» Dataset rows
— BEGIN —
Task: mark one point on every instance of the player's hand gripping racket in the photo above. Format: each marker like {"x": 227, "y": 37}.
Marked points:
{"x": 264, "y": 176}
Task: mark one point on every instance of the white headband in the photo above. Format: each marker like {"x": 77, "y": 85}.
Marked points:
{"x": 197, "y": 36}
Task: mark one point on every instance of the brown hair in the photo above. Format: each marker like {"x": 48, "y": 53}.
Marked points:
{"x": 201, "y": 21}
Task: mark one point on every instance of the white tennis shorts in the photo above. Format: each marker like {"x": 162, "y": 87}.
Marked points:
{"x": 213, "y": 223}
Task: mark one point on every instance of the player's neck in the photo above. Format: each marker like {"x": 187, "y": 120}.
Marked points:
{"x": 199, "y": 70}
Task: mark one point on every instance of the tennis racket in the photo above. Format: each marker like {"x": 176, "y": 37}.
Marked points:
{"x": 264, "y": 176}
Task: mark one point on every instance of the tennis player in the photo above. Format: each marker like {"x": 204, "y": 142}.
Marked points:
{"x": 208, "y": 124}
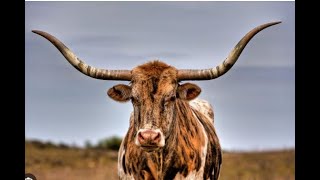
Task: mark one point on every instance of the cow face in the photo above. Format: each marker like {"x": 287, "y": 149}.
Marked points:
{"x": 154, "y": 92}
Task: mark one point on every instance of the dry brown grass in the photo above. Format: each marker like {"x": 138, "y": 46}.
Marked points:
{"x": 48, "y": 163}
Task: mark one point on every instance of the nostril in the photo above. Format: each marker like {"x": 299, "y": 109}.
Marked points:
{"x": 140, "y": 136}
{"x": 157, "y": 137}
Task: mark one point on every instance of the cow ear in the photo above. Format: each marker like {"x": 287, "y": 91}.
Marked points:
{"x": 188, "y": 91}
{"x": 120, "y": 93}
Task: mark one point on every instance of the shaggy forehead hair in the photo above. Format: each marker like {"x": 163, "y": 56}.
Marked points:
{"x": 153, "y": 75}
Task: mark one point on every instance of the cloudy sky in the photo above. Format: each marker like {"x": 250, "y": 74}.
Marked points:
{"x": 253, "y": 102}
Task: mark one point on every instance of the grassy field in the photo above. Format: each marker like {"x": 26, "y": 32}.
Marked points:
{"x": 48, "y": 162}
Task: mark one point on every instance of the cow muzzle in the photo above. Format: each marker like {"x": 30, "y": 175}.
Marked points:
{"x": 150, "y": 139}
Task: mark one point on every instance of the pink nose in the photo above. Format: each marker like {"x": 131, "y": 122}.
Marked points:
{"x": 149, "y": 138}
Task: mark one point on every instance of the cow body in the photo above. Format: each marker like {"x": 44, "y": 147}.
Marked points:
{"x": 192, "y": 152}
{"x": 191, "y": 148}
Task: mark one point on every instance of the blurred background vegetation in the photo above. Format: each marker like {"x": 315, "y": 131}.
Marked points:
{"x": 47, "y": 160}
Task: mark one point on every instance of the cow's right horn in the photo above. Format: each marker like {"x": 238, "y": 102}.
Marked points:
{"x": 225, "y": 66}
{"x": 97, "y": 73}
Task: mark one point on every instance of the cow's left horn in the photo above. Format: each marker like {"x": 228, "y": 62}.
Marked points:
{"x": 97, "y": 73}
{"x": 212, "y": 73}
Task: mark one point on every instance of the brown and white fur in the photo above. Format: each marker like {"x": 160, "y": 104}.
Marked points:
{"x": 188, "y": 146}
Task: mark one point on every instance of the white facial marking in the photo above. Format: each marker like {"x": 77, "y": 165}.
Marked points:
{"x": 162, "y": 140}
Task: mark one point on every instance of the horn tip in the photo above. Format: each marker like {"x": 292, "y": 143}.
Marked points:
{"x": 36, "y": 31}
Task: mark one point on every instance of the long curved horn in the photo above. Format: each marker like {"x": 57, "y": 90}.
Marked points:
{"x": 212, "y": 73}
{"x": 97, "y": 73}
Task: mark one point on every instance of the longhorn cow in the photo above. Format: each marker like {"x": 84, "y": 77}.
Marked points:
{"x": 171, "y": 133}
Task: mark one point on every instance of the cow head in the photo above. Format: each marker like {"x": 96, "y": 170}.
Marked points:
{"x": 153, "y": 92}
{"x": 154, "y": 89}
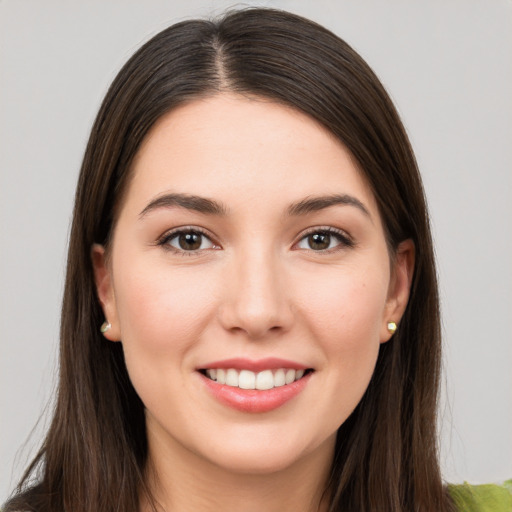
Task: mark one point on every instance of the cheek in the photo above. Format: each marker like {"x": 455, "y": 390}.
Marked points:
{"x": 168, "y": 310}
{"x": 346, "y": 306}
{"x": 344, "y": 315}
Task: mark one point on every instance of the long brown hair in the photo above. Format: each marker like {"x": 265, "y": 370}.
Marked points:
{"x": 94, "y": 456}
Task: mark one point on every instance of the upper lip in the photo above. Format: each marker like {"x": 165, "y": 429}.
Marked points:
{"x": 258, "y": 365}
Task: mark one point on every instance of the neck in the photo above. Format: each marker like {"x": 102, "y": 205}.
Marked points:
{"x": 181, "y": 481}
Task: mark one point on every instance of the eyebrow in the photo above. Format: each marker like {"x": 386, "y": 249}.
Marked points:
{"x": 210, "y": 207}
{"x": 314, "y": 204}
{"x": 188, "y": 201}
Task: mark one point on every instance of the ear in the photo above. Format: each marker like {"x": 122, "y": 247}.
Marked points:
{"x": 399, "y": 287}
{"x": 105, "y": 290}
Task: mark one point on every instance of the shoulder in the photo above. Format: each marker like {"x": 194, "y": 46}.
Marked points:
{"x": 482, "y": 498}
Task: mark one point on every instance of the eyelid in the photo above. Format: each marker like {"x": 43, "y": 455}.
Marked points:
{"x": 172, "y": 233}
{"x": 345, "y": 240}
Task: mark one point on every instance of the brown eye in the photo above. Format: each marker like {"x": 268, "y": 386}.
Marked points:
{"x": 319, "y": 241}
{"x": 189, "y": 241}
{"x": 325, "y": 240}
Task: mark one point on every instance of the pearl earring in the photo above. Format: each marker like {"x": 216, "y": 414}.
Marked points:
{"x": 105, "y": 326}
{"x": 392, "y": 327}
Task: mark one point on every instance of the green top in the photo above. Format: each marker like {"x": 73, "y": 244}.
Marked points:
{"x": 482, "y": 498}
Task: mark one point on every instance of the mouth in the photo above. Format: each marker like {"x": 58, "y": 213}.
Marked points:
{"x": 255, "y": 386}
{"x": 250, "y": 380}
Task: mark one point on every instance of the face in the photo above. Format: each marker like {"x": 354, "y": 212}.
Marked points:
{"x": 250, "y": 284}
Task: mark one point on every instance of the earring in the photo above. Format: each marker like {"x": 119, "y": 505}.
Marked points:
{"x": 105, "y": 326}
{"x": 392, "y": 327}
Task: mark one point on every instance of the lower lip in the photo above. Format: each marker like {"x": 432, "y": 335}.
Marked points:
{"x": 253, "y": 400}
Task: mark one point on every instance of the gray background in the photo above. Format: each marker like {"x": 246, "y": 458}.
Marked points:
{"x": 448, "y": 66}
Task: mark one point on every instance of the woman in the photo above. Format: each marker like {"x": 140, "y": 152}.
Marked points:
{"x": 251, "y": 235}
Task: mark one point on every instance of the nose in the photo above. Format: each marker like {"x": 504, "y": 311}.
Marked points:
{"x": 256, "y": 298}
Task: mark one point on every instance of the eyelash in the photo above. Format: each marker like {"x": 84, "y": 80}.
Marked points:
{"x": 170, "y": 235}
{"x": 344, "y": 240}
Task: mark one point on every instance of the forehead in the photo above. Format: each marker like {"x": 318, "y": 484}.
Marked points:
{"x": 239, "y": 149}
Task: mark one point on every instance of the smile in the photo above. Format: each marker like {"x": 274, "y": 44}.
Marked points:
{"x": 255, "y": 386}
{"x": 247, "y": 379}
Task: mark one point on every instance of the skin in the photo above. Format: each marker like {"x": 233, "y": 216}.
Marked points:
{"x": 256, "y": 288}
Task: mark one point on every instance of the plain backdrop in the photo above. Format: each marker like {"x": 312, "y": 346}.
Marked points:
{"x": 448, "y": 66}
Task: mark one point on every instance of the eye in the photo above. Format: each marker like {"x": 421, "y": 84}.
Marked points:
{"x": 187, "y": 240}
{"x": 324, "y": 240}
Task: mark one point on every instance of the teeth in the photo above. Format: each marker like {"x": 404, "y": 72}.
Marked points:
{"x": 245, "y": 379}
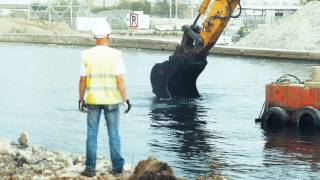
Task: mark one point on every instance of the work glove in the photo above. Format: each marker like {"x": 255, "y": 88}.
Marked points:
{"x": 82, "y": 106}
{"x": 127, "y": 106}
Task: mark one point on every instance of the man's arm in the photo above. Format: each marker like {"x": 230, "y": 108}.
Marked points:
{"x": 121, "y": 87}
{"x": 82, "y": 88}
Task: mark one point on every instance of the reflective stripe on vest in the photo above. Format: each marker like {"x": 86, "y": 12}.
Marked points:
{"x": 101, "y": 85}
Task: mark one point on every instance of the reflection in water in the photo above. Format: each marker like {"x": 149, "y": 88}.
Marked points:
{"x": 182, "y": 129}
{"x": 291, "y": 147}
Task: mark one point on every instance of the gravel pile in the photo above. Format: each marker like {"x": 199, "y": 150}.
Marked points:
{"x": 22, "y": 161}
{"x": 301, "y": 31}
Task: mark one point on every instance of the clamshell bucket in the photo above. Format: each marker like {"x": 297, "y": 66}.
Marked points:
{"x": 176, "y": 78}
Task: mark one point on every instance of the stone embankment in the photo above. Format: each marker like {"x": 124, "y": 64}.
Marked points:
{"x": 34, "y": 162}
{"x": 159, "y": 44}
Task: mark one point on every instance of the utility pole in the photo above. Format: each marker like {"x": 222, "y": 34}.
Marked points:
{"x": 49, "y": 10}
{"x": 170, "y": 7}
{"x": 71, "y": 13}
{"x": 176, "y": 4}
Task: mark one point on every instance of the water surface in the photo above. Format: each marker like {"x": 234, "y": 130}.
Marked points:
{"x": 213, "y": 134}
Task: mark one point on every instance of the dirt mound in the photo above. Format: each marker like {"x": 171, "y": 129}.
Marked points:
{"x": 17, "y": 25}
{"x": 297, "y": 32}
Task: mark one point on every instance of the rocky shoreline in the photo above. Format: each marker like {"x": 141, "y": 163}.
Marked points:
{"x": 23, "y": 161}
{"x": 19, "y": 160}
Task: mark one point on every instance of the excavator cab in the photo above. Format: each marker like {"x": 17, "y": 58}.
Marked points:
{"x": 176, "y": 77}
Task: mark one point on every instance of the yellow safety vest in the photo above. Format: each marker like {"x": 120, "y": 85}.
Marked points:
{"x": 100, "y": 63}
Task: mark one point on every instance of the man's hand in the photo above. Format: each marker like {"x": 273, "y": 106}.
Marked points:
{"x": 82, "y": 106}
{"x": 127, "y": 106}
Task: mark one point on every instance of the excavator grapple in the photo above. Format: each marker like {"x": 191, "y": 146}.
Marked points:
{"x": 176, "y": 77}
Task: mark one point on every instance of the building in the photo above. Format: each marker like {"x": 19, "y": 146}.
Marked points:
{"x": 104, "y": 3}
{"x": 266, "y": 12}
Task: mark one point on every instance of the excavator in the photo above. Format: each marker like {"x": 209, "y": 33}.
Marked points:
{"x": 176, "y": 77}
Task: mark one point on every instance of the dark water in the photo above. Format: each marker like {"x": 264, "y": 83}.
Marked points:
{"x": 214, "y": 134}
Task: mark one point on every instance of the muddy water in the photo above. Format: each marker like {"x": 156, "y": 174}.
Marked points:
{"x": 214, "y": 134}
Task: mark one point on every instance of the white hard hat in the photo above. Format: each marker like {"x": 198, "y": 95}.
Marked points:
{"x": 101, "y": 29}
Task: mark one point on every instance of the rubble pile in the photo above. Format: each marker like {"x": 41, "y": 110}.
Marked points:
{"x": 22, "y": 161}
{"x": 297, "y": 32}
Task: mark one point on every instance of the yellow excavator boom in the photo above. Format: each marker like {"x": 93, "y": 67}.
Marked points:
{"x": 176, "y": 78}
{"x": 217, "y": 18}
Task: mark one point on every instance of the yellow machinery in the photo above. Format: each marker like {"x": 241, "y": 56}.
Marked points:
{"x": 176, "y": 78}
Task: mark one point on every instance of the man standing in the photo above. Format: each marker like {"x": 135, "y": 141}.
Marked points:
{"x": 102, "y": 81}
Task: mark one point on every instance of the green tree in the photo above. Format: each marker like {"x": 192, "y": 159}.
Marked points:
{"x": 161, "y": 8}
{"x": 306, "y": 1}
{"x": 124, "y": 4}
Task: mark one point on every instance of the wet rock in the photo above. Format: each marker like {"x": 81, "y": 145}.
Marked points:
{"x": 5, "y": 147}
{"x": 23, "y": 139}
{"x": 211, "y": 177}
{"x": 152, "y": 169}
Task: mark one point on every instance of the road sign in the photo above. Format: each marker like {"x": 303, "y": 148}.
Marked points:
{"x": 133, "y": 20}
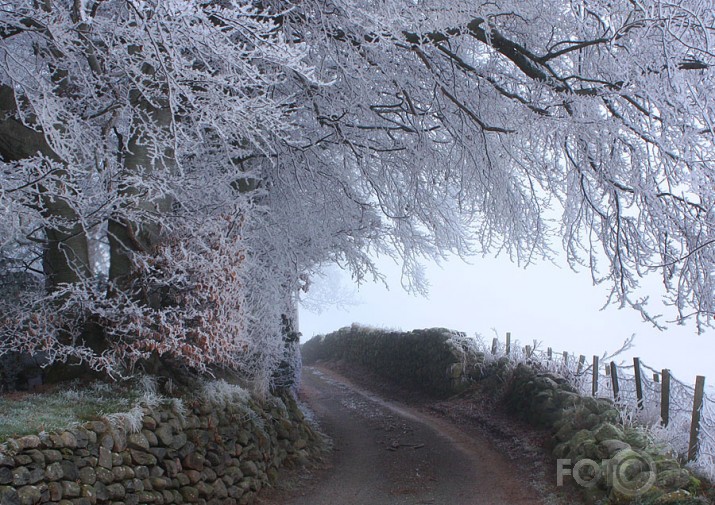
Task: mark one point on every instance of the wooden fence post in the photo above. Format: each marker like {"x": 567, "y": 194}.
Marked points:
{"x": 594, "y": 385}
{"x": 581, "y": 361}
{"x": 614, "y": 381}
{"x": 639, "y": 383}
{"x": 665, "y": 398}
{"x": 695, "y": 424}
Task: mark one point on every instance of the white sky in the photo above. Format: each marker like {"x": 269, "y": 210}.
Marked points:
{"x": 554, "y": 305}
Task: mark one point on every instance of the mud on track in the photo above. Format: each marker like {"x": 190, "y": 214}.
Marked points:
{"x": 385, "y": 453}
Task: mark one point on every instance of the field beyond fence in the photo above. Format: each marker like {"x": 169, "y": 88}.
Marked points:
{"x": 677, "y": 415}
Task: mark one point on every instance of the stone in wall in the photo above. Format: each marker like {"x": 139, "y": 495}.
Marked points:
{"x": 214, "y": 453}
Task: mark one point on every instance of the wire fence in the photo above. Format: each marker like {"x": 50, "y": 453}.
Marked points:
{"x": 678, "y": 416}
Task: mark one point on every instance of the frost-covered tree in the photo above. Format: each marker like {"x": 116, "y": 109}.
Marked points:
{"x": 130, "y": 121}
{"x": 219, "y": 151}
{"x": 501, "y": 126}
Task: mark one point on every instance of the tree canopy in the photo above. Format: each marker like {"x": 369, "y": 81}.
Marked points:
{"x": 175, "y": 170}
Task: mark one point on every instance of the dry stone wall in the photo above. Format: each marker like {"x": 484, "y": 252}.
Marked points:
{"x": 212, "y": 452}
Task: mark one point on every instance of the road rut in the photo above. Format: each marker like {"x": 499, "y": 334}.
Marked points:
{"x": 385, "y": 453}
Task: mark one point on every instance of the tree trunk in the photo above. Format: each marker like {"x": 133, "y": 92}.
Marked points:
{"x": 66, "y": 251}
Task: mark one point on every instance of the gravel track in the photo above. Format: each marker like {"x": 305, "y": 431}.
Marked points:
{"x": 387, "y": 453}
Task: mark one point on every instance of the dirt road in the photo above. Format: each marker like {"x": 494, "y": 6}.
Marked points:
{"x": 389, "y": 454}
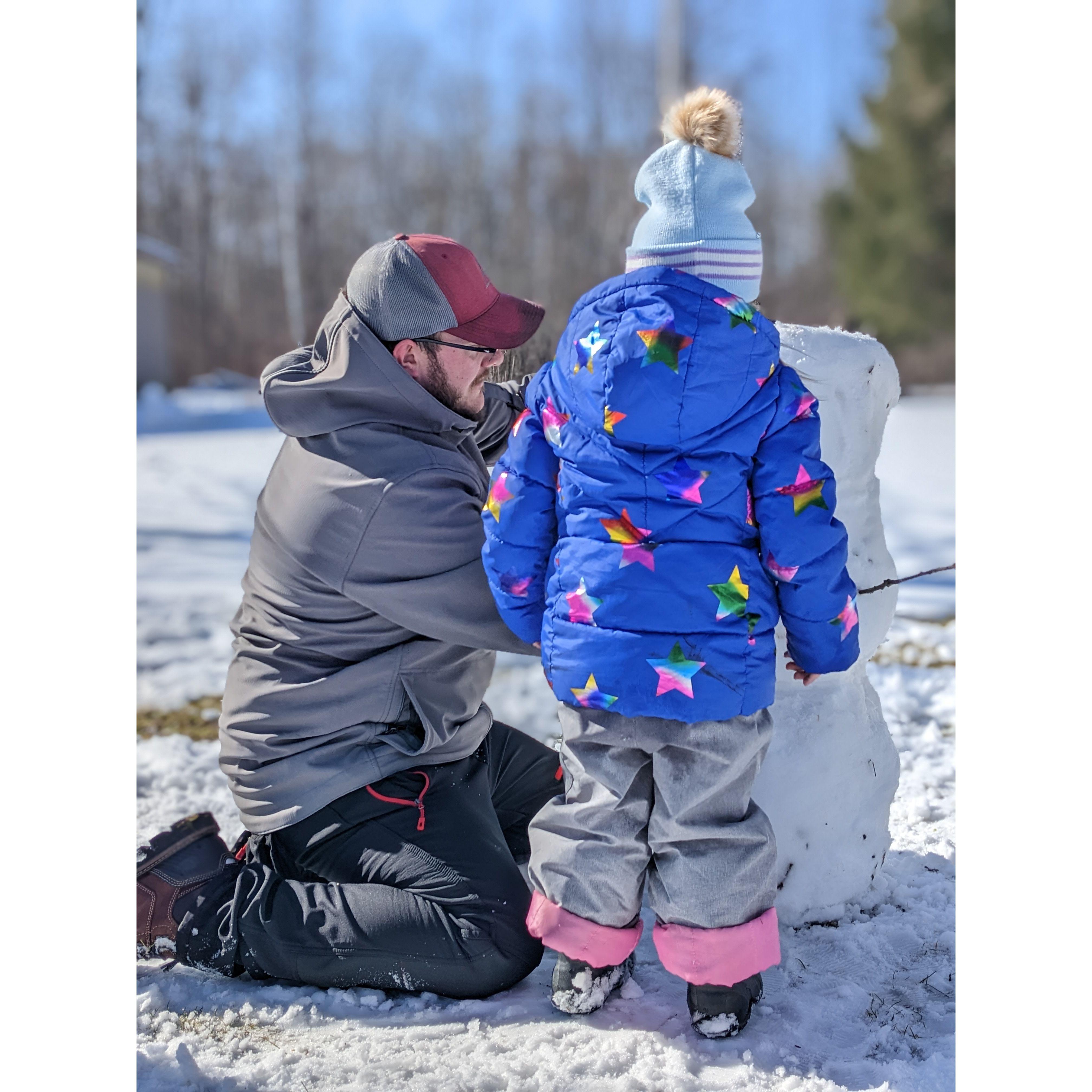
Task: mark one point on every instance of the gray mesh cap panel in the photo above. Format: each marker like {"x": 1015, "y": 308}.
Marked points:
{"x": 395, "y": 293}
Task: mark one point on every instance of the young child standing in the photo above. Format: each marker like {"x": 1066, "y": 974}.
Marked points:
{"x": 662, "y": 503}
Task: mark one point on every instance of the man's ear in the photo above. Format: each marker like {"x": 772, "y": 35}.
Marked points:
{"x": 409, "y": 356}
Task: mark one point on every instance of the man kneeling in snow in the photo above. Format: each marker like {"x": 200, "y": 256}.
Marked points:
{"x": 386, "y": 808}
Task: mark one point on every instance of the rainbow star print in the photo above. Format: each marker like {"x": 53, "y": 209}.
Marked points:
{"x": 587, "y": 348}
{"x": 553, "y": 423}
{"x": 847, "y": 619}
{"x": 732, "y": 596}
{"x": 499, "y": 494}
{"x": 583, "y": 605}
{"x": 781, "y": 571}
{"x": 611, "y": 418}
{"x": 591, "y": 697}
{"x": 682, "y": 482}
{"x": 519, "y": 421}
{"x": 513, "y": 584}
{"x": 676, "y": 672}
{"x": 634, "y": 540}
{"x": 805, "y": 400}
{"x": 743, "y": 314}
{"x": 805, "y": 492}
{"x": 663, "y": 347}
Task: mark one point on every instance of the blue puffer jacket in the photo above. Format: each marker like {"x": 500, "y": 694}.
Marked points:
{"x": 662, "y": 502}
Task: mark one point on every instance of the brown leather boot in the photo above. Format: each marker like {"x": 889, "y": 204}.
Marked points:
{"x": 170, "y": 874}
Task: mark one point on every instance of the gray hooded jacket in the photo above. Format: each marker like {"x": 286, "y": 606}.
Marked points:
{"x": 361, "y": 646}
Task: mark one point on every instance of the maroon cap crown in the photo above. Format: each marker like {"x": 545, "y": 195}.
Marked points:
{"x": 483, "y": 315}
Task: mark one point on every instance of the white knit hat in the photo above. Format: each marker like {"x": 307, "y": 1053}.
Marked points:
{"x": 697, "y": 189}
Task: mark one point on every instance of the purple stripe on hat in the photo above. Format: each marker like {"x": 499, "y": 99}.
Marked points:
{"x": 720, "y": 266}
{"x": 739, "y": 276}
{"x": 705, "y": 251}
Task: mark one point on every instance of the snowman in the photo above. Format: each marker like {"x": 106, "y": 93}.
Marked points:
{"x": 833, "y": 770}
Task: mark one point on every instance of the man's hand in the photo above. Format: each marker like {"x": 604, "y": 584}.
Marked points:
{"x": 799, "y": 673}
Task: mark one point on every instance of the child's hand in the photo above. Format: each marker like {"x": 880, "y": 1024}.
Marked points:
{"x": 799, "y": 673}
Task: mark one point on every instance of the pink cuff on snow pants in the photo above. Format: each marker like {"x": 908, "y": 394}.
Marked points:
{"x": 719, "y": 957}
{"x": 579, "y": 938}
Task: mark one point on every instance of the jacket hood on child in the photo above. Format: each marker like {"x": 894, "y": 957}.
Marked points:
{"x": 662, "y": 503}
{"x": 697, "y": 189}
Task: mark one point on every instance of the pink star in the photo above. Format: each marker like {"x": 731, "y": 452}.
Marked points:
{"x": 781, "y": 571}
{"x": 583, "y": 605}
{"x": 519, "y": 421}
{"x": 803, "y": 410}
{"x": 515, "y": 585}
{"x": 848, "y": 618}
{"x": 553, "y": 422}
{"x": 498, "y": 495}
— END —
» WHAT YOU HAVE TO DO
Quote exactly and only the lines from the one holding "Task: mark one point on every instance of the gray hooded" through the end of the data.

» RESULT OF THIS EXERCISE
Task: mark one point on every instance of the gray hooded jacket in the photo above. Format: each marker like {"x": 286, "y": 606}.
Marked points:
{"x": 361, "y": 646}
Task: mark one point on every instance of the maroon cap crown in the photo above. Format: each marker like {"x": 545, "y": 195}.
Marked points:
{"x": 483, "y": 315}
Task: mark one point on every instance of the white knit hat in the photo above. Format: each marker like {"x": 307, "y": 1053}.
Marked points:
{"x": 697, "y": 189}
Task: mark one point on every instance of the purple stripe on hat in the photo above. Format: each marker like {"x": 499, "y": 99}.
Marked points:
{"x": 720, "y": 266}
{"x": 739, "y": 276}
{"x": 705, "y": 251}
Task: mark one point on every instance of the snowman in the photo above. Format: each marker like {"x": 106, "y": 93}.
Marked points:
{"x": 833, "y": 770}
Task: mark one point on every instance of the man's hand in the photo above. Format: each marker like {"x": 604, "y": 584}.
Marked points:
{"x": 799, "y": 673}
Task: mark one point on every instance of the child's hand in the photo above. Format: each marker like {"x": 880, "y": 1024}.
Marked points:
{"x": 799, "y": 673}
Task: mark one point on every instance of the pink cuff on snow pants in the photo above. Format: each marker like {"x": 908, "y": 394}.
Marked points:
{"x": 719, "y": 957}
{"x": 579, "y": 938}
Task: mark one point on every instance of the jacket hood on child in the photo above. Format: each marker like {"x": 894, "y": 957}.
Marked points:
{"x": 662, "y": 503}
{"x": 697, "y": 189}
Task: mark one point on every instance of the pink star in the photo above. Format: each marker like {"x": 731, "y": 452}.
Marked points:
{"x": 781, "y": 571}
{"x": 583, "y": 605}
{"x": 519, "y": 421}
{"x": 803, "y": 410}
{"x": 515, "y": 585}
{"x": 848, "y": 618}
{"x": 553, "y": 422}
{"x": 498, "y": 495}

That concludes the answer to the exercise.